Point annotation dataset records
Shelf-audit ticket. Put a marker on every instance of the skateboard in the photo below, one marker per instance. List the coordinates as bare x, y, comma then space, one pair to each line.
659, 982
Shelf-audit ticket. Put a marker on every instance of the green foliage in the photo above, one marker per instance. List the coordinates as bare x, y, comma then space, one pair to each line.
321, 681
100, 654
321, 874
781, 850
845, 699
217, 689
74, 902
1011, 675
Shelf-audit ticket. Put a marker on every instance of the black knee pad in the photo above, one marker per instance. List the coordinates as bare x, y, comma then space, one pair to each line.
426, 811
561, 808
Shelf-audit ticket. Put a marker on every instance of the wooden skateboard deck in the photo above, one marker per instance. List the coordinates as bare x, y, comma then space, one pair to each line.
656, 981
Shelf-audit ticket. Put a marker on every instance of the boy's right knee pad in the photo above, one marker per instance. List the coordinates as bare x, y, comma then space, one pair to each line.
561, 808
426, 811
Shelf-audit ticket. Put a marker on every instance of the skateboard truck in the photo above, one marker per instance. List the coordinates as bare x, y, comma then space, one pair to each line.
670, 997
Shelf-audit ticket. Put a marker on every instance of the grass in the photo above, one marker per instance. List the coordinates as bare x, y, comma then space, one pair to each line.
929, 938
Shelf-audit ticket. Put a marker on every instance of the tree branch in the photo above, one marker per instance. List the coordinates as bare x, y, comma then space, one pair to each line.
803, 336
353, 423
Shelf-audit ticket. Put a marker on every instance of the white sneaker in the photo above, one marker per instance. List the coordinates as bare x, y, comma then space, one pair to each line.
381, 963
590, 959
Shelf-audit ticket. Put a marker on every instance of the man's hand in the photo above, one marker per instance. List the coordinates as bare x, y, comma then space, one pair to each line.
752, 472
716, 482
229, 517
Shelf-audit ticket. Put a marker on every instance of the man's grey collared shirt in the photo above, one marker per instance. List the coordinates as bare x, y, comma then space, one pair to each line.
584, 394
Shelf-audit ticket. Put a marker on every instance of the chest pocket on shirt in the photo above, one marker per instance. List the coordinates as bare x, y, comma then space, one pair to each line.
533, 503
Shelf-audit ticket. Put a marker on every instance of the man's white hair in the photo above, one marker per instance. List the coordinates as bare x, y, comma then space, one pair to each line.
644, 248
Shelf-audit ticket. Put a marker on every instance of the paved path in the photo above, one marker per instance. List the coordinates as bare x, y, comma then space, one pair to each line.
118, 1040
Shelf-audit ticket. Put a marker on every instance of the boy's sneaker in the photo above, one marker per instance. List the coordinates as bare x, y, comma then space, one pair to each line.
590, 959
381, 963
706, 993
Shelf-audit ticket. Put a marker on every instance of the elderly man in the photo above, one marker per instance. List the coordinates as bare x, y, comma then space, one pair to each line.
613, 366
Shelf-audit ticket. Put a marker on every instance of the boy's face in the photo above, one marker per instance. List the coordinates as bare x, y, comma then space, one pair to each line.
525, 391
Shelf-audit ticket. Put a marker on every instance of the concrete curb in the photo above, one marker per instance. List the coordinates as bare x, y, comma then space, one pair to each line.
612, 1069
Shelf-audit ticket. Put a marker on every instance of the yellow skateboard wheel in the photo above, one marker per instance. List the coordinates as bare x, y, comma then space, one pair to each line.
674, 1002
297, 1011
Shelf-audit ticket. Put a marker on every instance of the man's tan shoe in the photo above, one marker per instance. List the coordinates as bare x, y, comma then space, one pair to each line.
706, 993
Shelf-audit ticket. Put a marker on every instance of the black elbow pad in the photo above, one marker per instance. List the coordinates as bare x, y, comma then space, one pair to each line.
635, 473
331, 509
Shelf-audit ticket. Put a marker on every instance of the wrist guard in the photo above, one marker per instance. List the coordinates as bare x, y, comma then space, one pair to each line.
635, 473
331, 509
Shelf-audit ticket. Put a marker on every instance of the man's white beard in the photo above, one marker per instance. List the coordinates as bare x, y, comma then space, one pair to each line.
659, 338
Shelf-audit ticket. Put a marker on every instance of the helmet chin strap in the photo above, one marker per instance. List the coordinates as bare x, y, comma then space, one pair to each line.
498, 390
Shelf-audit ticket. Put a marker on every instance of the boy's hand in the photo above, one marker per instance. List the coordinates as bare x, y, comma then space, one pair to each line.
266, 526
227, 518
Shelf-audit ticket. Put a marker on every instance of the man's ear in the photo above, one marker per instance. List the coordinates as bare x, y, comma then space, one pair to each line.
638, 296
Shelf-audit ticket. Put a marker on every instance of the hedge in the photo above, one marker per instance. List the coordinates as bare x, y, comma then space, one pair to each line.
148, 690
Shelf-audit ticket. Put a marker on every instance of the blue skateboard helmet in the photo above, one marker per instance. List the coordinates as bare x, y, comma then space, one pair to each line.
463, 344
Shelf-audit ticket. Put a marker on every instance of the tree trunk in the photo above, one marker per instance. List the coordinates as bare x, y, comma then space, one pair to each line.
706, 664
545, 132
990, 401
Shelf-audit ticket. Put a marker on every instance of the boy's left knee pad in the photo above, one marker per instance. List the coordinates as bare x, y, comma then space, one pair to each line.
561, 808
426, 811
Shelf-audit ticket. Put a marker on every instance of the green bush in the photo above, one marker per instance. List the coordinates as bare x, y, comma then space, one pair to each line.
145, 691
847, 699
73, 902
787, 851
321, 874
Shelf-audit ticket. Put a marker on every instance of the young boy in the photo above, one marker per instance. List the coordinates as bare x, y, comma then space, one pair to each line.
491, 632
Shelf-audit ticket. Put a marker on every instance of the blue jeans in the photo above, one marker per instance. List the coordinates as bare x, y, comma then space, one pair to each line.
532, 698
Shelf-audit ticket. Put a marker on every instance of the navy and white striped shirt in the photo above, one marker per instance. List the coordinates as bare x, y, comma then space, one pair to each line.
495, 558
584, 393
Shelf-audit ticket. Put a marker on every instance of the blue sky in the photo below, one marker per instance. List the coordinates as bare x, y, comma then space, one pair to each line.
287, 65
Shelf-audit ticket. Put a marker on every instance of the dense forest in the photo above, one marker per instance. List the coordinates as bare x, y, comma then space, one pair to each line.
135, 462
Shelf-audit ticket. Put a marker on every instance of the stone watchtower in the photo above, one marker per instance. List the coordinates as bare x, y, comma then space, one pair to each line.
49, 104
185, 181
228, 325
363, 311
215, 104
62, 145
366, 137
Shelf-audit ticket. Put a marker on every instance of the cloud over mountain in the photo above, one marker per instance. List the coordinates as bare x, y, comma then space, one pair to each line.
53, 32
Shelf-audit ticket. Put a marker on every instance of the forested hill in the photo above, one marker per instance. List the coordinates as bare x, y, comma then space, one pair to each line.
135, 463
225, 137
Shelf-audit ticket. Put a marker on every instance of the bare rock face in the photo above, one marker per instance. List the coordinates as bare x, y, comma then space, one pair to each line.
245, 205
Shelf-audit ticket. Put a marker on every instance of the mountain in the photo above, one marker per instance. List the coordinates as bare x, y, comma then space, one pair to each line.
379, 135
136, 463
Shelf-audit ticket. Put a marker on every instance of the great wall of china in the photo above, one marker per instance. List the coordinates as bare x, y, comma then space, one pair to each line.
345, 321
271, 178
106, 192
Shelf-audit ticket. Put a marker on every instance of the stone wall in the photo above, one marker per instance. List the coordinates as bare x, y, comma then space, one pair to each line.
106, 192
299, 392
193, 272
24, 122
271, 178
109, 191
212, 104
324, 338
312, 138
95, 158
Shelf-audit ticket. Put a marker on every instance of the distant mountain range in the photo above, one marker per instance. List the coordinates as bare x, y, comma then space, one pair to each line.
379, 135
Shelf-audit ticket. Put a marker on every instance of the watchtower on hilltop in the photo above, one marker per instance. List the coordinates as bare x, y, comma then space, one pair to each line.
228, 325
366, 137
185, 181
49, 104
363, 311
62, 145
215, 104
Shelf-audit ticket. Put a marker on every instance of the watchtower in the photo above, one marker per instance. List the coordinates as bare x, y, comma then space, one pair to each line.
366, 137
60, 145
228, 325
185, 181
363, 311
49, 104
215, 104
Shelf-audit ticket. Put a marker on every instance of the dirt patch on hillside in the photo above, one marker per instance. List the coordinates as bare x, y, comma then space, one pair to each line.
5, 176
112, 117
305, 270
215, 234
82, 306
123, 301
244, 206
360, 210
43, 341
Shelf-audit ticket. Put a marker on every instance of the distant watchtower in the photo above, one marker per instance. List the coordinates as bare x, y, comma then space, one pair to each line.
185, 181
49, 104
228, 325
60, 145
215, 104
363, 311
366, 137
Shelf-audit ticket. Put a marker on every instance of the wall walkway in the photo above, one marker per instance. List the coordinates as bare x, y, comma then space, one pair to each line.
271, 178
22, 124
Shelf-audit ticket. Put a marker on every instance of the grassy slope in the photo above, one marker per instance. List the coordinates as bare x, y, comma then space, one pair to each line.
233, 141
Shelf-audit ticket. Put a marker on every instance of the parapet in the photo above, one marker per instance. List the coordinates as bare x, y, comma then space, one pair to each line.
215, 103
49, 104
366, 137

* _Goal_: Repeat precisely the lines of the data starting at the one containing "Shelf-audit ticket. Put a marker on every instance of the wall", last line included.

* _Final answer_:
Shelf-audit ticket. Put a marker on every instance of the wall walkway in the photo above, one marker per instance. List the coordinates as bare x, y, comma then space, one pair to each line.
271, 178
22, 124
Shelf-audit ticket. Put a marker on every instance of the grassy slope in the photo above, one marker per instance. List the coordinates as bare x, y, comma then space, one pair to each line.
233, 141
Shelf-audit ticket. Put a marker on every instance of the parapet in the photo above, one marker per instance. List the coordinates as bare x, y, comma then space, one pair to each line.
215, 103
49, 104
366, 137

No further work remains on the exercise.